▶ **To do**
Copy out everything from the start of the entries down to the line containing "left=753, top=562, right=804, bottom=720", both ends included, character for character. Leave the pictures out of your copy.

▶ **Material provided**
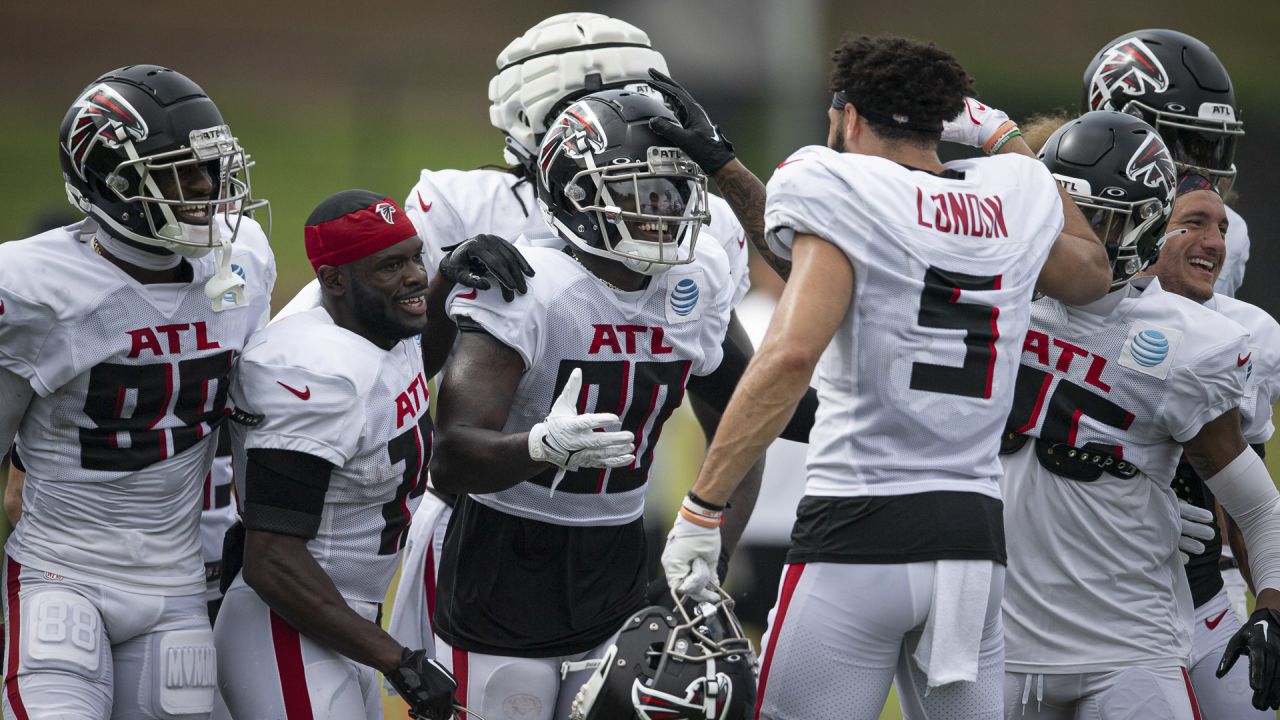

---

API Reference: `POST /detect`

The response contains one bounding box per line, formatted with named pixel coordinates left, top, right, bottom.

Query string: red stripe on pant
left=453, top=648, right=471, bottom=720
left=269, top=611, right=315, bottom=720
left=753, top=562, right=804, bottom=720
left=1180, top=667, right=1203, bottom=720
left=4, top=557, right=31, bottom=720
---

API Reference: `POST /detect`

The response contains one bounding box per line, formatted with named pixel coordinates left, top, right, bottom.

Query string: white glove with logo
left=529, top=368, right=636, bottom=470
left=942, top=97, right=1021, bottom=155
left=662, top=497, right=721, bottom=602
left=1178, top=500, right=1217, bottom=565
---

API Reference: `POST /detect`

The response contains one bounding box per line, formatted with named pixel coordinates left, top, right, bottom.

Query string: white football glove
left=529, top=368, right=636, bottom=470
left=662, top=500, right=719, bottom=602
left=1178, top=500, right=1217, bottom=565
left=942, top=97, right=1018, bottom=155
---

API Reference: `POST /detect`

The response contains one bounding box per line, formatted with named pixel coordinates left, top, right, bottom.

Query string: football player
left=215, top=190, right=501, bottom=720
left=366, top=13, right=817, bottom=661
left=431, top=90, right=733, bottom=719
left=1001, top=111, right=1280, bottom=720
left=0, top=65, right=275, bottom=719
left=1144, top=176, right=1280, bottom=719
left=1080, top=29, right=1249, bottom=297
left=663, top=36, right=1110, bottom=719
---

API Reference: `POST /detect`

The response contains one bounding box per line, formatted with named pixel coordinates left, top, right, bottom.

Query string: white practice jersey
left=0, top=218, right=275, bottom=594
left=232, top=307, right=433, bottom=602
left=1204, top=295, right=1280, bottom=445
left=448, top=239, right=732, bottom=525
left=1213, top=206, right=1249, bottom=297
left=764, top=146, right=1062, bottom=497
left=1001, top=278, right=1249, bottom=673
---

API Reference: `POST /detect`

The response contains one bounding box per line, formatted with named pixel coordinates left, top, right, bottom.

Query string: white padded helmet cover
left=489, top=13, right=667, bottom=155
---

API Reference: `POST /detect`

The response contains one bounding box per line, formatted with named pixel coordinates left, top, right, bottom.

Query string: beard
left=351, top=275, right=426, bottom=340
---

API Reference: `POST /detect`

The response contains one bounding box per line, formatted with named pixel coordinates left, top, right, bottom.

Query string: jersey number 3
left=911, top=268, right=1000, bottom=400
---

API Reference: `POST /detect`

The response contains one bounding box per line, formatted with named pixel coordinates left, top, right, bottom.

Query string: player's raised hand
left=440, top=233, right=534, bottom=302
left=1217, top=607, right=1280, bottom=710
left=385, top=647, right=458, bottom=720
left=662, top=493, right=724, bottom=602
left=649, top=68, right=733, bottom=176
left=529, top=368, right=636, bottom=470
left=942, top=97, right=1018, bottom=155
left=1178, top=500, right=1217, bottom=565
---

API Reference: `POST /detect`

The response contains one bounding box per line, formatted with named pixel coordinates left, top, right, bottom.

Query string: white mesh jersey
left=1001, top=278, right=1249, bottom=673
left=764, top=146, right=1062, bottom=497
left=448, top=238, right=732, bottom=525
left=1213, top=206, right=1249, bottom=297
left=0, top=219, right=275, bottom=594
left=1204, top=295, right=1280, bottom=445
left=232, top=307, right=433, bottom=602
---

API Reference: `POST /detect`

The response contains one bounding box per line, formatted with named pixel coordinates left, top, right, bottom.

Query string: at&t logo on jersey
left=1120, top=317, right=1181, bottom=379
left=667, top=270, right=704, bottom=324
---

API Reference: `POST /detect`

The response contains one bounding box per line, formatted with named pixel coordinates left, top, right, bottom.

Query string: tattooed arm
left=431, top=326, right=535, bottom=493
left=714, top=158, right=791, bottom=279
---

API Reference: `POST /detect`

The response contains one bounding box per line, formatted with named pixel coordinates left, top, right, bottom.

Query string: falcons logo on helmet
left=1125, top=132, right=1178, bottom=197
left=1089, top=37, right=1169, bottom=110
left=538, top=102, right=609, bottom=188
left=63, top=83, right=150, bottom=179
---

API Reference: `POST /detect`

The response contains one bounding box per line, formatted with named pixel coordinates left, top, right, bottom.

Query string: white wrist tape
left=1204, top=447, right=1280, bottom=591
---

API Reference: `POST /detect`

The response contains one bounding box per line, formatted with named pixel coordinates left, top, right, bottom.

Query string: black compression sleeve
left=244, top=448, right=333, bottom=539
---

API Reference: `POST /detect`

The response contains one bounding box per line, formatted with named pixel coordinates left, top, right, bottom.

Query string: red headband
left=305, top=197, right=417, bottom=272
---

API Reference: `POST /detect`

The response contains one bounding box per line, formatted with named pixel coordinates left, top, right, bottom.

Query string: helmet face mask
left=566, top=593, right=755, bottom=720
left=1039, top=110, right=1176, bottom=288
left=538, top=91, right=710, bottom=275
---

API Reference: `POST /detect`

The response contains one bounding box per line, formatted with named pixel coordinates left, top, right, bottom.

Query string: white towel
left=911, top=560, right=992, bottom=688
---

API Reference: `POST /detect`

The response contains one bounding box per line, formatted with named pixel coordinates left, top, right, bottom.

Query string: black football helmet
left=538, top=90, right=710, bottom=275
left=58, top=65, right=268, bottom=256
left=1039, top=110, right=1178, bottom=287
left=1080, top=29, right=1244, bottom=192
left=563, top=593, right=755, bottom=720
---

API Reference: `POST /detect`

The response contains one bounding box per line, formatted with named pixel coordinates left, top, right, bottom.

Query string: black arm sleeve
left=689, top=313, right=818, bottom=442
left=244, top=448, right=333, bottom=539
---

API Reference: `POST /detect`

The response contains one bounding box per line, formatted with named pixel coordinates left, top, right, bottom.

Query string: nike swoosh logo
left=275, top=380, right=311, bottom=400
left=1204, top=610, right=1226, bottom=630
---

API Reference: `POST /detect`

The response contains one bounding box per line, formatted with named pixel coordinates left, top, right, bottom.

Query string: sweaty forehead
left=1169, top=190, right=1226, bottom=223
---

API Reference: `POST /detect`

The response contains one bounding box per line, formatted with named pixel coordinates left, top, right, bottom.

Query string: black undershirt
left=431, top=495, right=649, bottom=657
left=787, top=492, right=1007, bottom=565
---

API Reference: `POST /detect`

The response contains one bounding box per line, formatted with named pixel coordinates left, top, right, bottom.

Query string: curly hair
left=831, top=35, right=974, bottom=145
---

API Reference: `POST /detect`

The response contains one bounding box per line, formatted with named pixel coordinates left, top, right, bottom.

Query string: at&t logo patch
left=1120, top=322, right=1183, bottom=379
left=667, top=270, right=704, bottom=323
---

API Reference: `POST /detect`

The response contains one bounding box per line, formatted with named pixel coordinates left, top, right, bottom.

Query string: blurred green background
left=0, top=0, right=1280, bottom=717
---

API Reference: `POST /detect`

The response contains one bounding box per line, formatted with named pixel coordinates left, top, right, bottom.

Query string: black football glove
left=440, top=234, right=534, bottom=302
left=1217, top=607, right=1280, bottom=710
left=649, top=68, right=733, bottom=176
left=384, top=647, right=458, bottom=720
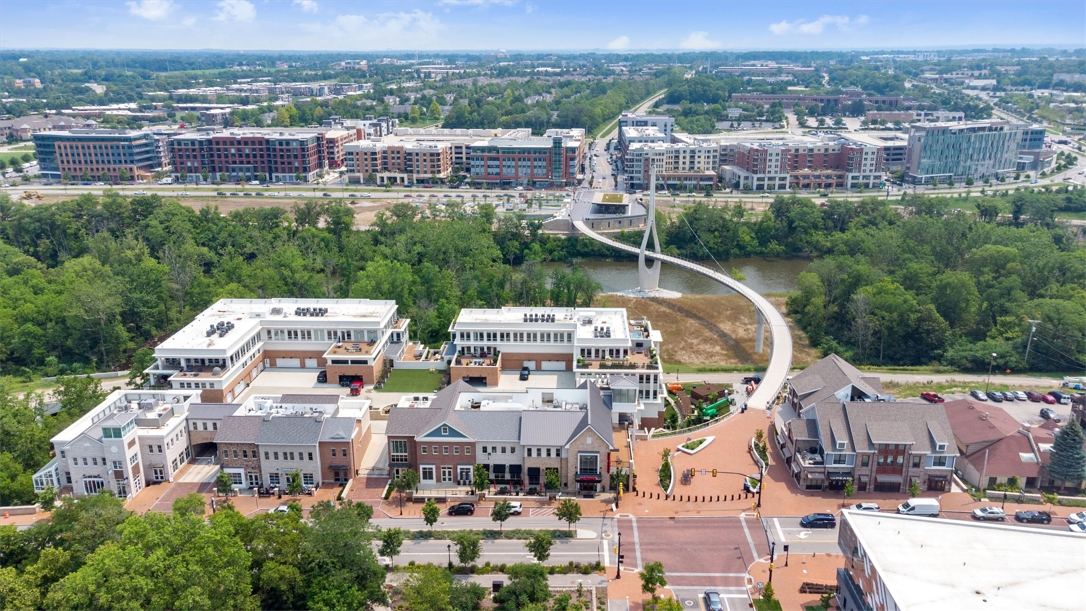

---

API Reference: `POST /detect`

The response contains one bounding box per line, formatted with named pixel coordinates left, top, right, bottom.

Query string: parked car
left=1040, top=407, right=1060, bottom=422
left=1014, top=510, right=1052, bottom=524
left=799, top=513, right=837, bottom=529
left=449, top=502, right=475, bottom=515
left=973, top=507, right=1007, bottom=521
left=851, top=502, right=879, bottom=511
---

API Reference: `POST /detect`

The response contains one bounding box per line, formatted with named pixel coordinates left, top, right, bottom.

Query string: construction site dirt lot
left=598, top=295, right=819, bottom=367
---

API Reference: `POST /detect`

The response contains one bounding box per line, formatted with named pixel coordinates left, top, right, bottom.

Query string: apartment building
left=31, top=129, right=164, bottom=181
left=622, top=136, right=720, bottom=190
left=836, top=509, right=1086, bottom=611
left=449, top=307, right=665, bottom=427
left=466, top=129, right=584, bottom=188
left=343, top=140, right=453, bottom=186
left=774, top=355, right=959, bottom=493
left=146, top=298, right=408, bottom=403
left=34, top=391, right=198, bottom=498
left=905, top=120, right=1032, bottom=184
left=386, top=380, right=616, bottom=493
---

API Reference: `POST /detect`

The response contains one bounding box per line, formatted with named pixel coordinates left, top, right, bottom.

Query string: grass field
left=381, top=369, right=445, bottom=393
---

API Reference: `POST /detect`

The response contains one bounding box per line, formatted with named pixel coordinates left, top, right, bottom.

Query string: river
left=538, top=257, right=810, bottom=295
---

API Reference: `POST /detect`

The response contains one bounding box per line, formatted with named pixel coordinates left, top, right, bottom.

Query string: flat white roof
left=155, top=298, right=396, bottom=352
left=844, top=510, right=1086, bottom=611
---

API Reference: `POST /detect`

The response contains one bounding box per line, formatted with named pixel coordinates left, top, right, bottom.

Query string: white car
left=973, top=507, right=1007, bottom=521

▶ **Result of this task**
---

API Reference: `POST /detect`

The response contains one bounding box per line, formatted with named pixel coordinates left, top, right, bottom.

Query string: red stripe on pant
left=453, top=648, right=471, bottom=720
left=269, top=611, right=315, bottom=720
left=753, top=562, right=804, bottom=720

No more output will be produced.